▶ _Prompt_
Exactly the lines from the beginning of the material to the line with "Task: kindly identify the crocheted" are to be repeated, both ends included.

▶ _Input records_
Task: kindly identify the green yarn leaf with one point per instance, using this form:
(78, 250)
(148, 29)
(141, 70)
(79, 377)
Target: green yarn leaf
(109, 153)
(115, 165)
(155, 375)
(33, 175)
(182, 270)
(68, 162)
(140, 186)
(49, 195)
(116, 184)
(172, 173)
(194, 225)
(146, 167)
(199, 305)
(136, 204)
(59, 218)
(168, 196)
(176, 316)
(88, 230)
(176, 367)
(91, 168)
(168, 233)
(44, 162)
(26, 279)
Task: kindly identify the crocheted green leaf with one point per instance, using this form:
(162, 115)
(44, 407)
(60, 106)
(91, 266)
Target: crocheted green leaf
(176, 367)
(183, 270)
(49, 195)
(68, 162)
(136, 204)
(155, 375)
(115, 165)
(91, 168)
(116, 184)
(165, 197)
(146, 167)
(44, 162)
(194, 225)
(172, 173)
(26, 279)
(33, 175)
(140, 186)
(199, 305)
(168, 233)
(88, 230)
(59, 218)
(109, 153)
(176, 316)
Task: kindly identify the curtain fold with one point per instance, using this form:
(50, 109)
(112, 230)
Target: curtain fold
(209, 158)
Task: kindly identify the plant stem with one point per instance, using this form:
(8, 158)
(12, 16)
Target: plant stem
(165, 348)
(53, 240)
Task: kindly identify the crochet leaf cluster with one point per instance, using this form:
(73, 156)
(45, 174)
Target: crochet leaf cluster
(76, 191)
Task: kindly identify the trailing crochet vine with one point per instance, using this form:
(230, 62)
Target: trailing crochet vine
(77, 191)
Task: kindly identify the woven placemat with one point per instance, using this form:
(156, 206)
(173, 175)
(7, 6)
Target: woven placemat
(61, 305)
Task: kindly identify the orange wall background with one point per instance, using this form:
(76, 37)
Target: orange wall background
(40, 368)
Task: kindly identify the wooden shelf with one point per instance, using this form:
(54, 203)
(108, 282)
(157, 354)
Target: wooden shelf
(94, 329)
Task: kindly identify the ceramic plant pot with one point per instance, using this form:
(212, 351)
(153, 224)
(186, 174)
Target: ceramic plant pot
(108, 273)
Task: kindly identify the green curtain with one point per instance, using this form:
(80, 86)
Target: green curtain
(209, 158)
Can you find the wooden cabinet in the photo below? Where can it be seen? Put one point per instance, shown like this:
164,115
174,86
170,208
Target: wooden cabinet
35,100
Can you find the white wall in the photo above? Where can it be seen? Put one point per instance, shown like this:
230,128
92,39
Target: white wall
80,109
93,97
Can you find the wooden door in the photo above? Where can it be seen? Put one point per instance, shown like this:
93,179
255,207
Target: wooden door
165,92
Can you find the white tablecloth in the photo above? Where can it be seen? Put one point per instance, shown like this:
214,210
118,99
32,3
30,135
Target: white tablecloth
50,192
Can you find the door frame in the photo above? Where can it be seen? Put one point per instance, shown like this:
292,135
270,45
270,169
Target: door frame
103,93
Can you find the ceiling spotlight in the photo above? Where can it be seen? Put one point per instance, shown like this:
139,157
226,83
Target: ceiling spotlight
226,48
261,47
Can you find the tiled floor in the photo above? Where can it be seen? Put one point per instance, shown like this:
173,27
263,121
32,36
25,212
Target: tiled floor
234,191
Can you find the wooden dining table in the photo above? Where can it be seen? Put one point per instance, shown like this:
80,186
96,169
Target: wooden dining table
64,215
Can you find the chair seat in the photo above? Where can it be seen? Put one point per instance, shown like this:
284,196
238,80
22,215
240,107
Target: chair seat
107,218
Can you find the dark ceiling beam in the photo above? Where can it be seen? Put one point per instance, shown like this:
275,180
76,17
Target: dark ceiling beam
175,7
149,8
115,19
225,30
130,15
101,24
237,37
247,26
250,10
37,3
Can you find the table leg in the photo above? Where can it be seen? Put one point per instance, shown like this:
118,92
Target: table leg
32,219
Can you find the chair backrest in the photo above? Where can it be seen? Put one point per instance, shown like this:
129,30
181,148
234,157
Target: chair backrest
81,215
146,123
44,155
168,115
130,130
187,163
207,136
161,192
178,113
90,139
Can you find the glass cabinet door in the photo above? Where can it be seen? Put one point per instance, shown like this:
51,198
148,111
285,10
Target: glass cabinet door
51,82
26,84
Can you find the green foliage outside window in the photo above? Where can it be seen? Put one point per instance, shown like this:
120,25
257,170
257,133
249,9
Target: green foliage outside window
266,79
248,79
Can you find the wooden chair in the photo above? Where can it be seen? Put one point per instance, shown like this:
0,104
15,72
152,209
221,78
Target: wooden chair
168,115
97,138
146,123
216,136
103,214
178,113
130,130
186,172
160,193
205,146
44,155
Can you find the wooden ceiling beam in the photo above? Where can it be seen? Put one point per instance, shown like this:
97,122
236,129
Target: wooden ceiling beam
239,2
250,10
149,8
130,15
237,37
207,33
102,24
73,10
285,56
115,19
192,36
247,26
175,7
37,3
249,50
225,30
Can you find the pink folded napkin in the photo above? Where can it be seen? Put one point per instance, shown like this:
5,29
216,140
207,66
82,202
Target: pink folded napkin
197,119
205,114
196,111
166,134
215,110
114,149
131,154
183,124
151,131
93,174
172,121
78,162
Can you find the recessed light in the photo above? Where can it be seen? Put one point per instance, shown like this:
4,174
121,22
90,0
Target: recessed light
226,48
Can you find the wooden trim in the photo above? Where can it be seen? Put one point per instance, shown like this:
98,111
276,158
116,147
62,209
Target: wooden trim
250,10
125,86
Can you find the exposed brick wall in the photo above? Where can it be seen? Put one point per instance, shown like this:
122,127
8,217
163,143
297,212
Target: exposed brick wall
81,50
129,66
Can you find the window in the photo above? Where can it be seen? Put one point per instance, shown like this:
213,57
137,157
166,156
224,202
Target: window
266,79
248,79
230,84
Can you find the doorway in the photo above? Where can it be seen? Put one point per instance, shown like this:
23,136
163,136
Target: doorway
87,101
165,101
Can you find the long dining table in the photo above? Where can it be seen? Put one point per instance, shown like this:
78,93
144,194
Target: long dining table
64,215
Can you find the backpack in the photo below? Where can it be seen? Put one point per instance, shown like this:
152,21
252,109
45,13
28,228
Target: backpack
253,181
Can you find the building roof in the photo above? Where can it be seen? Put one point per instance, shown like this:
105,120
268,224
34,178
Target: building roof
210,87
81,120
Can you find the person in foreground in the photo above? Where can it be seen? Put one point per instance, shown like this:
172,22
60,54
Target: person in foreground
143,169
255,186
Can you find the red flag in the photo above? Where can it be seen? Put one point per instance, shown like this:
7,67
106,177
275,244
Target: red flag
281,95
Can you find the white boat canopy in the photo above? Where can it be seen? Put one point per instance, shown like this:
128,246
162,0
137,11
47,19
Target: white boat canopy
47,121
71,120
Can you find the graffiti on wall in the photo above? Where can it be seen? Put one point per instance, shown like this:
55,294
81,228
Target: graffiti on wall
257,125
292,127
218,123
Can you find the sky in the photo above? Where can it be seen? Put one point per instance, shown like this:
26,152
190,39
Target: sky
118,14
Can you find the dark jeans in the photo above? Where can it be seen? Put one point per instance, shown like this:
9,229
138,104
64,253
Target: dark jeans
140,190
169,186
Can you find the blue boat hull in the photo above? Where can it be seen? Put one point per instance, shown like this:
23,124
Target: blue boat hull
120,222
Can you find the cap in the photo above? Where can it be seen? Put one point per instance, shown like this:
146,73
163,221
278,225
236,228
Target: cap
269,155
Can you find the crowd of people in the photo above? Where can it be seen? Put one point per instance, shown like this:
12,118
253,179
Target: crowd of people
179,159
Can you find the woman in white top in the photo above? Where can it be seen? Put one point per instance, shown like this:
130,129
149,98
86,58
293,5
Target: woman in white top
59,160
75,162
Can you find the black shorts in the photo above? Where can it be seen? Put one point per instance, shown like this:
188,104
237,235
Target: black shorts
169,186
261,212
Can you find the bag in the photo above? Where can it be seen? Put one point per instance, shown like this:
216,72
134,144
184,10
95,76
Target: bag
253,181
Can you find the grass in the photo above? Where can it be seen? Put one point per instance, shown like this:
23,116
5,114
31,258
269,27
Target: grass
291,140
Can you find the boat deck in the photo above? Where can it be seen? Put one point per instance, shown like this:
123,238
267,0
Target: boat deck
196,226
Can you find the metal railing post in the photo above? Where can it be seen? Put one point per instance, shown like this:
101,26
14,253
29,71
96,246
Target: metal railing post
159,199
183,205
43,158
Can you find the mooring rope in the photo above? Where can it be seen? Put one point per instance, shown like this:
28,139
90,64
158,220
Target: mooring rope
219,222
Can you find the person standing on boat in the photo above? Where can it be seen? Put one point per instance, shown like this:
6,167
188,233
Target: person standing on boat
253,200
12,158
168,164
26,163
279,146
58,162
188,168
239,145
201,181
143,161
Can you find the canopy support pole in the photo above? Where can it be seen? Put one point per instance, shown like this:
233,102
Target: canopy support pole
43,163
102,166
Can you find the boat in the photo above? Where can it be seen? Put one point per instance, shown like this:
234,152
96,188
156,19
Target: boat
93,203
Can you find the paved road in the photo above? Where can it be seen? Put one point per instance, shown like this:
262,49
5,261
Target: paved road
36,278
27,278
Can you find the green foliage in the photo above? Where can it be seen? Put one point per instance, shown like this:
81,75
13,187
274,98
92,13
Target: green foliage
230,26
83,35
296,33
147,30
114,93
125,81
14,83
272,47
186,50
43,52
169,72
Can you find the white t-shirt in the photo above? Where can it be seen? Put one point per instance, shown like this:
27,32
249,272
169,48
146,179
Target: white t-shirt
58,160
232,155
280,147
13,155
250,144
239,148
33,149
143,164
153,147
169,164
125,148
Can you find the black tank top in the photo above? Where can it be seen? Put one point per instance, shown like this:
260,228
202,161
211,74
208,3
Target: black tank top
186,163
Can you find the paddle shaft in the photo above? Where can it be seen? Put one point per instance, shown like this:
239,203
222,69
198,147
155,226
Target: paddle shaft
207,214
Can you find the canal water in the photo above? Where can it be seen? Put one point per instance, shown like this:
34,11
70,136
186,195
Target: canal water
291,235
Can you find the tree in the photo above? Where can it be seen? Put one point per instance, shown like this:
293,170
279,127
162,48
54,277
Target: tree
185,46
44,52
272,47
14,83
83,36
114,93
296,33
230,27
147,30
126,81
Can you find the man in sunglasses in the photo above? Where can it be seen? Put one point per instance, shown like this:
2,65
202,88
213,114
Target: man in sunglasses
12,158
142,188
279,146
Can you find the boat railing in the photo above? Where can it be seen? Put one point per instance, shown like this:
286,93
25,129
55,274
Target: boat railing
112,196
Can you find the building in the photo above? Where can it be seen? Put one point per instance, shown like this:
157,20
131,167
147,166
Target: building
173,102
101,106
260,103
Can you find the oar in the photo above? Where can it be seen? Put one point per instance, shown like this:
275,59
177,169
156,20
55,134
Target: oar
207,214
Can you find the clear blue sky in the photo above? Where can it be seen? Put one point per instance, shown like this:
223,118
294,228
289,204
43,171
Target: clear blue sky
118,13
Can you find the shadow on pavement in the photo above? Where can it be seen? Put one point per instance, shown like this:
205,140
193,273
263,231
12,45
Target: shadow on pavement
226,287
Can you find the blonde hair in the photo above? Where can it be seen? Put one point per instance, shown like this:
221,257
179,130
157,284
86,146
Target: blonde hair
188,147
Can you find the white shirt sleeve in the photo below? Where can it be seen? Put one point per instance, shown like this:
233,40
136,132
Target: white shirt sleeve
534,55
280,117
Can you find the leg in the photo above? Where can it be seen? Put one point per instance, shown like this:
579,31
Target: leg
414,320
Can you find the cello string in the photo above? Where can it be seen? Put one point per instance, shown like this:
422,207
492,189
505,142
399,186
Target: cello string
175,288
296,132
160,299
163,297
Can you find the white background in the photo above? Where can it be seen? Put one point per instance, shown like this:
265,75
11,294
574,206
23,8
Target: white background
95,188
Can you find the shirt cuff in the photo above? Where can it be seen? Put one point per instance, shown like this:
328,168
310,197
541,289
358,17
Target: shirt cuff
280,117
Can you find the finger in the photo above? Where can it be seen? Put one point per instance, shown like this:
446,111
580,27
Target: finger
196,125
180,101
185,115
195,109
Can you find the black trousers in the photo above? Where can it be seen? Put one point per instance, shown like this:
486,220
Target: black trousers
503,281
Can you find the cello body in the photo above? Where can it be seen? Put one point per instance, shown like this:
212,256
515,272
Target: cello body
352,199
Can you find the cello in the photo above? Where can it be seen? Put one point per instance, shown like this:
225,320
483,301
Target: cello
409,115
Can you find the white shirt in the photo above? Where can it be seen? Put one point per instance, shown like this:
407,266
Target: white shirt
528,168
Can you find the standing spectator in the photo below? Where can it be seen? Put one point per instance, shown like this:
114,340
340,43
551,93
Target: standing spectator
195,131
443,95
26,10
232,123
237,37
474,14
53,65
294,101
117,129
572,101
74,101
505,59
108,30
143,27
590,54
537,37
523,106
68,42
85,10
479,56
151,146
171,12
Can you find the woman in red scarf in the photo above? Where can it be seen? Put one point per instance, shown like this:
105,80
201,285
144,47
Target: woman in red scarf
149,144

▶ _Exercise response_
Task: kindly identify the green yarn leaf with one point per instance, using this form:
(78, 250)
(148, 29)
(141, 70)
(79, 377)
Target: green yarn leaf
(109, 153)
(115, 165)
(155, 375)
(33, 175)
(182, 270)
(68, 162)
(140, 186)
(49, 195)
(116, 184)
(172, 173)
(194, 225)
(146, 167)
(199, 305)
(136, 204)
(59, 218)
(168, 196)
(176, 316)
(88, 230)
(176, 367)
(91, 168)
(168, 233)
(44, 162)
(26, 279)
Task: kindly identify the crocheted green leaf with one point per instance, using this form:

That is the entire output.